What you have to do
Give the records as a JSON list of strings, one string per line with blank lines left out, starting at the line that contains "Reviewer note: every instance of the stainless" and ending with the last line of the records.
***** Records *****
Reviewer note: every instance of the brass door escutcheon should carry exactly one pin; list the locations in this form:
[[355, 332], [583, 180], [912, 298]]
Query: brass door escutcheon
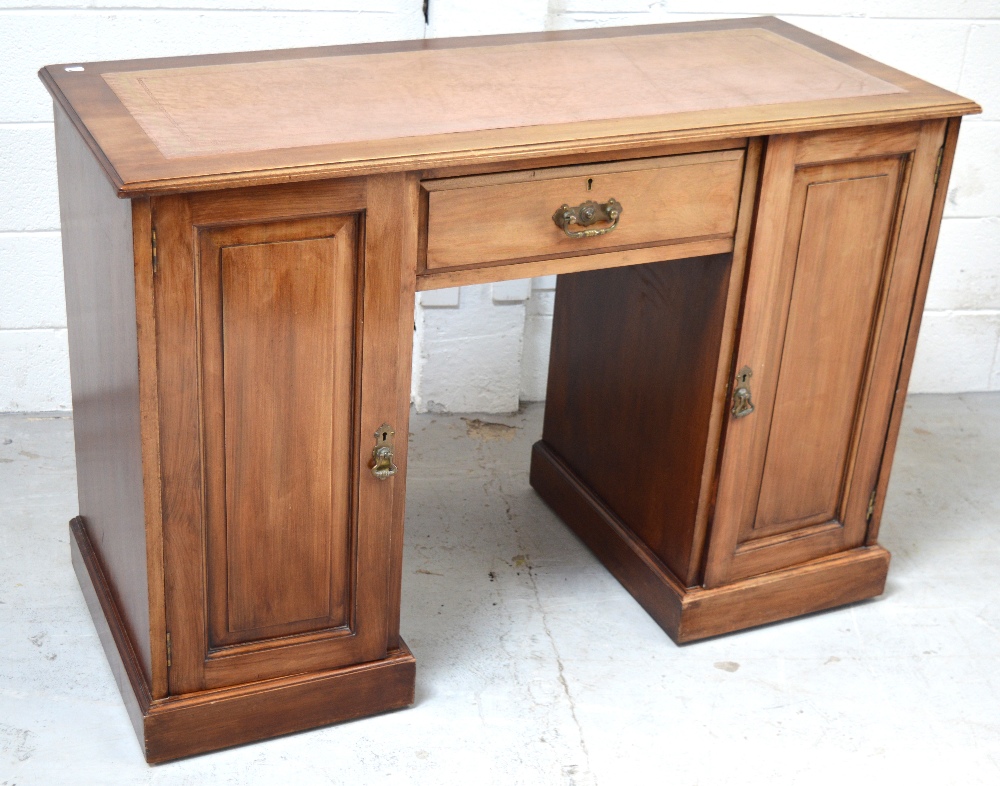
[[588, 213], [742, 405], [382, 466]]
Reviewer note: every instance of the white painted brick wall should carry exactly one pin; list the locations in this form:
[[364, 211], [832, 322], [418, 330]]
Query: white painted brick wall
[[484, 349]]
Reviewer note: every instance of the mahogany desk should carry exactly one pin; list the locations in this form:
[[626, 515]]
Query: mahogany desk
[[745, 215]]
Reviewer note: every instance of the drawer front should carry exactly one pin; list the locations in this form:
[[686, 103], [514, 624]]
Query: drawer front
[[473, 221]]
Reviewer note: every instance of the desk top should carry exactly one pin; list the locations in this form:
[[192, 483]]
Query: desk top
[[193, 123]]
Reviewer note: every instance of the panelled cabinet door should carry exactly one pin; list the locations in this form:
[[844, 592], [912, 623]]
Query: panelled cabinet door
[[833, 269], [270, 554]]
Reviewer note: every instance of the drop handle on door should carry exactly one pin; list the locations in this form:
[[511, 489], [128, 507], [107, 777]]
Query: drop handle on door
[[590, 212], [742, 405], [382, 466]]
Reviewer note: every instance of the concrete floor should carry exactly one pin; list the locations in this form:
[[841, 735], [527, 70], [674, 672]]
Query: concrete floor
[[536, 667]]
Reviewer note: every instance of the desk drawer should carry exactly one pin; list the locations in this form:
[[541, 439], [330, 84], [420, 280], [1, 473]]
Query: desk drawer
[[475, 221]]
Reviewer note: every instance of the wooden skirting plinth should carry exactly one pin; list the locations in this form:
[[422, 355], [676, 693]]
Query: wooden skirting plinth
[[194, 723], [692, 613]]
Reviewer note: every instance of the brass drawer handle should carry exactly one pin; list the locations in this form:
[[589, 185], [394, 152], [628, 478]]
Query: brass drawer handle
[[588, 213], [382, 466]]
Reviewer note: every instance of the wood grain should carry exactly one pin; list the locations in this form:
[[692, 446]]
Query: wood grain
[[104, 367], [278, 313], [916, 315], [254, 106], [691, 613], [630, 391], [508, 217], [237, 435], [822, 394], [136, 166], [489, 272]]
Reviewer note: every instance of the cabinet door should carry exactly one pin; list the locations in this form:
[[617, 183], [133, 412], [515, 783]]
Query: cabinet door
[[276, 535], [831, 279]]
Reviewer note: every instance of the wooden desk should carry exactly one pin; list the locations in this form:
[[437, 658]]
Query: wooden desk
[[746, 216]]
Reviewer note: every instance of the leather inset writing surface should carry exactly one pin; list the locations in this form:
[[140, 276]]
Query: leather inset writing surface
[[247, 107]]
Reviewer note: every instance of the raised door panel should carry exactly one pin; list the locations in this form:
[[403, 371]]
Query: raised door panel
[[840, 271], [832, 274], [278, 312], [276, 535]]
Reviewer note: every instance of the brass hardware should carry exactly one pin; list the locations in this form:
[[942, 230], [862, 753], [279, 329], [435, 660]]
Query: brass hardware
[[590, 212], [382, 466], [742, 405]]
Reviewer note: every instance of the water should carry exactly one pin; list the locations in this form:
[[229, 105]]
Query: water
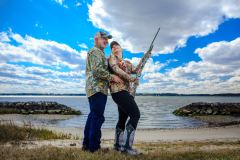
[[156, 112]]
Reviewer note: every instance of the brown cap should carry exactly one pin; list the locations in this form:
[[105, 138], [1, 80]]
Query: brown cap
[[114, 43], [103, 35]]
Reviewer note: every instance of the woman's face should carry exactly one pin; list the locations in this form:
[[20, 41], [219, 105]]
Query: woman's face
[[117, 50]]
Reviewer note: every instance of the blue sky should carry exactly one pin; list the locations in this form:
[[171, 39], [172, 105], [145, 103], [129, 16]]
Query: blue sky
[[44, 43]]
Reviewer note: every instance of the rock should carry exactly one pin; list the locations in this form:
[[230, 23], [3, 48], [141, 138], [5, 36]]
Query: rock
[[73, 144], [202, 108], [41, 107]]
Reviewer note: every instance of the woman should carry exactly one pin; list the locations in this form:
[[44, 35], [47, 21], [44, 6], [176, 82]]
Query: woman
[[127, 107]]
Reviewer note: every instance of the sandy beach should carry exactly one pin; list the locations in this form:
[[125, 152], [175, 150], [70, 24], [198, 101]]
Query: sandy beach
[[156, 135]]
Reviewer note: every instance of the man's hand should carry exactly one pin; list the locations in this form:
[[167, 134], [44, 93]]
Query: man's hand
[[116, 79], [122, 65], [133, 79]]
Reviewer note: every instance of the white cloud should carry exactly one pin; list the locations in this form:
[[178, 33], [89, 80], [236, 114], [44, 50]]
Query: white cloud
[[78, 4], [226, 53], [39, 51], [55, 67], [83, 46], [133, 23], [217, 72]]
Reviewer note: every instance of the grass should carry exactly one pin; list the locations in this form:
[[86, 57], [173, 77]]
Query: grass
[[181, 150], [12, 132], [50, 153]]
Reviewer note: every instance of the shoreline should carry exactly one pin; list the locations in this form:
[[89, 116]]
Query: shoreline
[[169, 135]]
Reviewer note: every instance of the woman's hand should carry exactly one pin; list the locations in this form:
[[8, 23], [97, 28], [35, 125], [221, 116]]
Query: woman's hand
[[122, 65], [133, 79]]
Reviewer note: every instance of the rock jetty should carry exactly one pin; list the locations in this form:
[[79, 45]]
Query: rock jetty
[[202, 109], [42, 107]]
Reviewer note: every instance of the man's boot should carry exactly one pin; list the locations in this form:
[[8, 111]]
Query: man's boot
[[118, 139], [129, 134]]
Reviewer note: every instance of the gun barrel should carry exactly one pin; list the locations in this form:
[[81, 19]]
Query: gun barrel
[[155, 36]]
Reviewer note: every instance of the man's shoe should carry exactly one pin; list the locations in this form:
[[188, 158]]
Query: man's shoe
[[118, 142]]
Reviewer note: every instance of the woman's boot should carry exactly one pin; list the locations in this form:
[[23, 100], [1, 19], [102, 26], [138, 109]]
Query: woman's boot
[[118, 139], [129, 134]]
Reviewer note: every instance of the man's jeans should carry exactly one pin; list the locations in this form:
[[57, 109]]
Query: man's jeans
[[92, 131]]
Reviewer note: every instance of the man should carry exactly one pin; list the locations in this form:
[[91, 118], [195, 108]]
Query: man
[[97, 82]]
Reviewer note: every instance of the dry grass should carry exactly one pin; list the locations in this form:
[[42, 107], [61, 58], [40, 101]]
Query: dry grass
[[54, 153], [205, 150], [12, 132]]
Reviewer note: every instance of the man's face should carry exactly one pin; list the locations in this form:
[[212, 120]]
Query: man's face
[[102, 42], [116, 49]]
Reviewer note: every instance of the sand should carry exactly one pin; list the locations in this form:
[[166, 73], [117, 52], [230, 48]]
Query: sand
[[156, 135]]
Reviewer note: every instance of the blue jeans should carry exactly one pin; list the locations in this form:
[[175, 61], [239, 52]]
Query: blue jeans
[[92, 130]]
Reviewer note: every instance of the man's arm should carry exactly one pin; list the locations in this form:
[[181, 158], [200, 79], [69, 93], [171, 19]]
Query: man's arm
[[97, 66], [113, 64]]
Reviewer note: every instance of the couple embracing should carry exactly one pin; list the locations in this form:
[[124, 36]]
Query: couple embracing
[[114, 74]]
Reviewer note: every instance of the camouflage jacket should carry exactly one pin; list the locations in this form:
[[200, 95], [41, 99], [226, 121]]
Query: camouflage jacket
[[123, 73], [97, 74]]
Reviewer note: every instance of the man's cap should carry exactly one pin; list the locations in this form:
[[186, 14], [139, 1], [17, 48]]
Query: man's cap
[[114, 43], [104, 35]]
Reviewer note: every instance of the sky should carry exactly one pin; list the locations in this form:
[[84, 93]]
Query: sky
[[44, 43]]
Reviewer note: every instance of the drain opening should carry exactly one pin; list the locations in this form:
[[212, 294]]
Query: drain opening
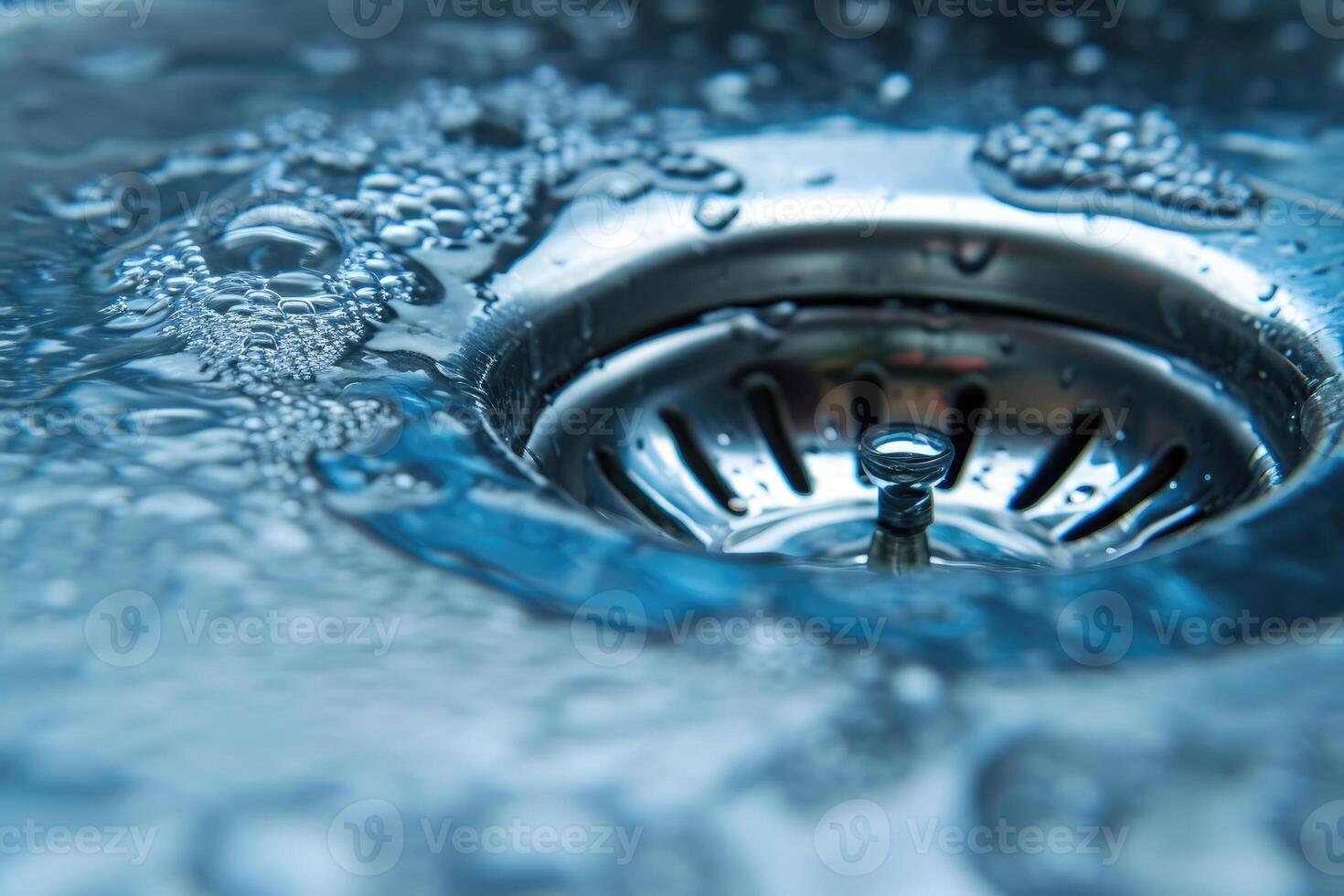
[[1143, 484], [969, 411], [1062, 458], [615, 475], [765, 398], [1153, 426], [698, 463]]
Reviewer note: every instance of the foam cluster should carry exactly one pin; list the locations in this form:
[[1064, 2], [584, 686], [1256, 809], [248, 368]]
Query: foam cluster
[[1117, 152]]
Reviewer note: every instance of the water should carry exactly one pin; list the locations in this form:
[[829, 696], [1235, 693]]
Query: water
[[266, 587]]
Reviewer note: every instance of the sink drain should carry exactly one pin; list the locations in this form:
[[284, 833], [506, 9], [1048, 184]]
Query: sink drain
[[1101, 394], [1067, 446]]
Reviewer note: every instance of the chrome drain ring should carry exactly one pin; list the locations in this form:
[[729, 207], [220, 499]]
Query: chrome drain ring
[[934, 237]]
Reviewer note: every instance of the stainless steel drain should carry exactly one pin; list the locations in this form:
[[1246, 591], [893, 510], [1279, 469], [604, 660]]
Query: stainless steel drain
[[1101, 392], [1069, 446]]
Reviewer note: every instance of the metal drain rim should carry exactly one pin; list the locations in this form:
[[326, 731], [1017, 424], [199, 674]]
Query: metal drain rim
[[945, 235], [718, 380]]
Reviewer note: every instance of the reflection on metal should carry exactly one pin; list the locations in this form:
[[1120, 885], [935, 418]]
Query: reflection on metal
*****
Answer
[
  "Reviewer note: every instance of the stainless steel drain should carry exactly one pin; list the locations in this form:",
  "[[1246, 591], [893, 510], [1279, 469], [604, 660]]",
  "Query: stainless steel drain",
  "[[1101, 392], [1069, 446]]",
  "Reviewer note: every instance of the metal drain rim should carry exactly one pin; list the locations in this form:",
  "[[326, 731], [1017, 424], [199, 674]]",
  "Query: metal drain rim",
  "[[945, 235], [718, 380]]",
  "Reviewer note: every instance of the reflection on metal should carry exactly one pin; list the locations in this form:",
  "[[1120, 885], [935, 418]]",
  "Query: reflection on metal"
]